— start Excerpted data —
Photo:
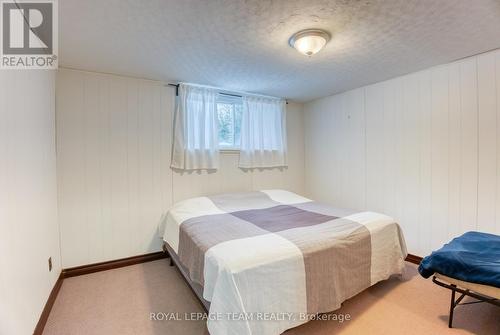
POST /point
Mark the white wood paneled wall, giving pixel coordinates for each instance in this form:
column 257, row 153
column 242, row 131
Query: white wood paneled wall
column 113, row 157
column 423, row 148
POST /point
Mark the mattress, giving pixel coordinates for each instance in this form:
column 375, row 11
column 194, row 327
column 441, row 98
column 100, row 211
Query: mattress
column 271, row 260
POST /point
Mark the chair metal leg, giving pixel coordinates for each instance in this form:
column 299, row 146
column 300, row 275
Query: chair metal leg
column 452, row 307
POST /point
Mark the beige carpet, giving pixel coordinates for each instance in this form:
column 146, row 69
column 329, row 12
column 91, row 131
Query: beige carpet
column 120, row 302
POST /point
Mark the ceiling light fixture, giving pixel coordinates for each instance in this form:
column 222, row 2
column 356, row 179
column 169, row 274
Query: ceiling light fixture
column 309, row 41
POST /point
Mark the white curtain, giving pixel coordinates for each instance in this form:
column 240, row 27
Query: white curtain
column 263, row 133
column 196, row 143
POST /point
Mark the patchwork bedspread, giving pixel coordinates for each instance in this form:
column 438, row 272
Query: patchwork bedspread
column 269, row 260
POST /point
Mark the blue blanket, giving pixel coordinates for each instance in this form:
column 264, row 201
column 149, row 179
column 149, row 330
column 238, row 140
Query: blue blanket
column 473, row 257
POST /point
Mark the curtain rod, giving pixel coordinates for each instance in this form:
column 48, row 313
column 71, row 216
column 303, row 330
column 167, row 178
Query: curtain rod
column 221, row 93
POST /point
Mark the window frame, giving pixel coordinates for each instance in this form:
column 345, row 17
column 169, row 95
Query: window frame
column 233, row 100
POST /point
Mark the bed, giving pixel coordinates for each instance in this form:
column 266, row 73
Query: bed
column 266, row 261
column 469, row 265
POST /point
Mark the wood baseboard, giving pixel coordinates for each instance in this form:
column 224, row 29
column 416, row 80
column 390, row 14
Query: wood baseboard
column 48, row 306
column 413, row 259
column 103, row 266
column 118, row 263
column 86, row 269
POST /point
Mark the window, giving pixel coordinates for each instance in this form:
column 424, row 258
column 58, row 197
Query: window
column 229, row 110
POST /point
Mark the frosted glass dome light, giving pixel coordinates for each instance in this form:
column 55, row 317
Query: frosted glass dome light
column 310, row 41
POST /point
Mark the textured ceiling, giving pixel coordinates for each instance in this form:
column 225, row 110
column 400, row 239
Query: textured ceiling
column 243, row 44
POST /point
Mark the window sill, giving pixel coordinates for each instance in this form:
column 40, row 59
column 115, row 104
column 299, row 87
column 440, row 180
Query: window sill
column 229, row 151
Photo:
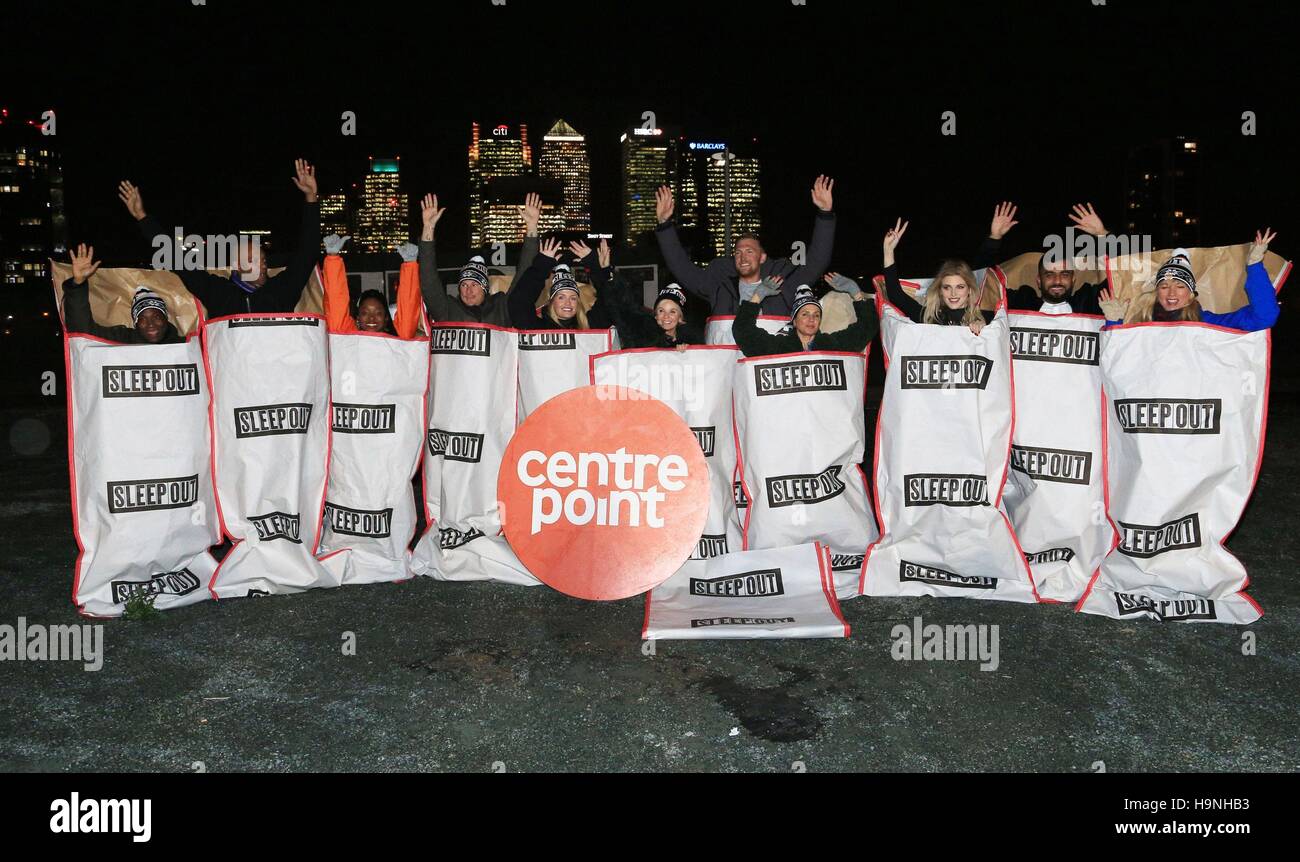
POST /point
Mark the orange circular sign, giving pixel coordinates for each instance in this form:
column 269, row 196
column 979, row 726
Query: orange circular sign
column 603, row 492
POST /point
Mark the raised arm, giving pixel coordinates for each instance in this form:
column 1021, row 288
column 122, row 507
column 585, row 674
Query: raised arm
column 436, row 299
column 521, row 300
column 687, row 273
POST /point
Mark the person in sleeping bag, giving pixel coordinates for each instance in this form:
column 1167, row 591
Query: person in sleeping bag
column 952, row 298
column 150, row 320
column 805, row 329
column 563, row 308
column 371, row 313
column 1174, row 297
column 664, row 326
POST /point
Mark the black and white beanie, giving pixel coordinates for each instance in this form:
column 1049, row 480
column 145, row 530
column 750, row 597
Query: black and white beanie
column 1179, row 268
column 804, row 295
column 475, row 271
column 563, row 280
column 144, row 299
column 674, row 293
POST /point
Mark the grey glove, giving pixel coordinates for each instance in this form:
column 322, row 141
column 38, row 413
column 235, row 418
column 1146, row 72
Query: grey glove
column 334, row 243
column 844, row 285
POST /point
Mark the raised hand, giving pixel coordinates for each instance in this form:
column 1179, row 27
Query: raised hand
column 1110, row 307
column 1261, row 245
column 1084, row 216
column 83, row 263
column 130, row 196
column 822, row 198
column 531, row 212
column 843, row 284
column 892, row 238
column 1004, row 219
column 306, row 180
column 334, row 243
column 663, row 203
column 429, row 215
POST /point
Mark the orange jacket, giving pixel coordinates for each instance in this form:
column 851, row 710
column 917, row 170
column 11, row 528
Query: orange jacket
column 338, row 315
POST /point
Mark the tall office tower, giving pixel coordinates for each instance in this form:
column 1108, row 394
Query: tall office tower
column 649, row 161
column 737, row 181
column 336, row 215
column 31, row 202
column 381, row 217
column 1162, row 191
column 564, row 159
column 499, row 151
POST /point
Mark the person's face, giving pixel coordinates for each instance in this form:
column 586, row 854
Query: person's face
column 807, row 321
column 667, row 313
column 1056, row 282
column 252, row 261
column 371, row 315
column 749, row 256
column 472, row 293
column 1173, row 294
column 151, row 325
column 954, row 291
column 564, row 304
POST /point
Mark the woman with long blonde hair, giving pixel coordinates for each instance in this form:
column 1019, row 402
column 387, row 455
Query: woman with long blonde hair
column 953, row 295
column 1174, row 297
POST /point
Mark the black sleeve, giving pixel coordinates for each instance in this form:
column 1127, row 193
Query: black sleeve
column 521, row 300
column 898, row 297
column 749, row 337
column 78, row 319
— end Excerpted data —
→ **Set problem**
Please reproduce every row above with "pixel coordinates" changed to "image coordinates" and nothing else altered. Omit the pictures from your answer.

→ **Reply to the exercise**
Photo:
POST /point
Mark the white wood paneled wall, giving image coordinates for each instance in this form:
column 257, row 153
column 242, row 131
Query: white wood paneled wall
column 113, row 157
column 423, row 148
POST /point
Mark the mattress, giving image coordinates for each instance in this form:
column 375, row 11
column 194, row 327
column 441, row 98
column 100, row 211
Query: mattress
column 271, row 260
POST /point
Mark the chair metal leg, giving image coordinates for each instance in this form:
column 299, row 146
column 300, row 275
Query: chair metal leg
column 452, row 307
POST /point
Mark the beige carpet, giving image coordinates for each instance in this form:
column 146, row 69
column 329, row 12
column 91, row 131
Query: beige carpet
column 120, row 302
POST /point
Mark the ceiling light fixture, giving image coordinates for each instance in this form:
column 222, row 2
column 356, row 179
column 169, row 274
Query: ceiling light fixture
column 309, row 41
POST /point
Mark the white curtain, giving image coordinates for each instance in this form:
column 240, row 27
Query: white curtain
column 263, row 133
column 196, row 143
POST /point
Mark the patchwork bedspread, giving image coordinates for each instance in this form:
column 438, row 272
Query: patchwork bedspread
column 269, row 260
POST /point
Mark the blue blanket, giving image coordinates for each instance in this form:
column 264, row 201
column 149, row 179
column 149, row 330
column 238, row 140
Query: blue blanket
column 473, row 257
POST /point
Mark the curtain rod, giving image coordinates for each instance in this form:
column 48, row 313
column 71, row 216
column 303, row 330
column 167, row 178
Query: curtain rod
column 221, row 93
POST /point
Mark the window frame, giving image coordinates for each instance in this form:
column 345, row 17
column 169, row 95
Query: window frame
column 233, row 100
POST /point
Mark the bed, giving image coordinates for each instance in this form:
column 266, row 73
Query: bed
column 266, row 261
column 469, row 265
POST /point
Mark the wood baseboard, giving image coordinates for each instance in this form:
column 224, row 29
column 416, row 80
column 390, row 14
Query: wood baseboard
column 48, row 306
column 413, row 259
column 103, row 266
column 118, row 263
column 86, row 269
POST /point
Mark the window, giving image coordinates for each instance in this form:
column 424, row 258
column 58, row 197
Query: window
column 229, row 110
POST /point
Mark the frosted glass dome light, giving image coordinates for each instance in this form:
column 55, row 317
Query: frosted glass dome light
column 310, row 41
POST /point
Mark the textured ceiling, giving image coordinates for each instance in this form:
column 225, row 110
column 400, row 239
Query: textured ceiling
column 243, row 44
POST /point
Mark the window sill, giving image coordinates for each instance in this form:
column 40, row 59
column 115, row 104
column 299, row 87
column 440, row 180
Query: window sill
column 229, row 151
Photo:
POST /point
Mark the orange circular sign, giving image coordinates for each instance in this form:
column 269, row 196
column 979, row 726
Query: orange circular sign
column 603, row 492
POST /point
Mark the raised arm, giving image coordinates for each instance in this form:
column 1021, row 288
column 122, row 507
column 585, row 674
Query: raised arm
column 436, row 299
column 521, row 300
column 687, row 273
POST /point
Mark the person in sleeping bag, giving image coordinates for each instance in this form:
column 1167, row 591
Query: person in sleeping bag
column 952, row 298
column 150, row 320
column 805, row 329
column 563, row 308
column 371, row 313
column 1174, row 297
column 664, row 326
POST /point
Mark the black and white beanie, giving image coordinates for each instance in this form:
column 1049, row 480
column 145, row 530
column 750, row 597
Query: black and white beanie
column 1179, row 268
column 804, row 295
column 475, row 271
column 563, row 280
column 144, row 299
column 674, row 293
POST /point
Mark the grey glove, giving image coordinates for each instance in this form:
column 322, row 141
column 38, row 413
column 235, row 418
column 1146, row 72
Query: grey glove
column 334, row 243
column 844, row 285
POST /point
Mark the raised hand, giving image coordinates for each instance in this form:
column 1179, row 27
Query: raised hand
column 1110, row 307
column 1261, row 245
column 1084, row 216
column 83, row 263
column 130, row 196
column 822, row 198
column 531, row 212
column 843, row 284
column 892, row 238
column 1004, row 219
column 306, row 180
column 334, row 243
column 663, row 203
column 429, row 215
POST /point
Mark the orange jacket, giving image coordinates for each instance in this form:
column 851, row 710
column 917, row 170
column 11, row 528
Query: orange jacket
column 338, row 315
POST /point
Mark the tall office tower, giving image coordinates for each instance in this form:
column 1108, row 394
Query: tall office tower
column 649, row 161
column 737, row 181
column 336, row 215
column 31, row 202
column 381, row 217
column 1162, row 191
column 564, row 159
column 499, row 151
POST /point
Mark the person's face, giving image coordinates for each instance in this form:
column 586, row 854
Query: person's face
column 807, row 321
column 667, row 313
column 1056, row 282
column 252, row 261
column 371, row 315
column 749, row 256
column 472, row 293
column 1173, row 294
column 151, row 325
column 954, row 291
column 564, row 304
POST /point
Mark the woman with long blonde hair, giving image coordinates for each instance in this form:
column 1019, row 402
column 387, row 455
Query: woman with long blonde hair
column 953, row 295
column 1174, row 297
POST /point
Mark the black sleeve, giving image coordinates for each instance in this form:
column 1127, row 193
Query: black sleeve
column 521, row 300
column 898, row 297
column 749, row 337
column 78, row 319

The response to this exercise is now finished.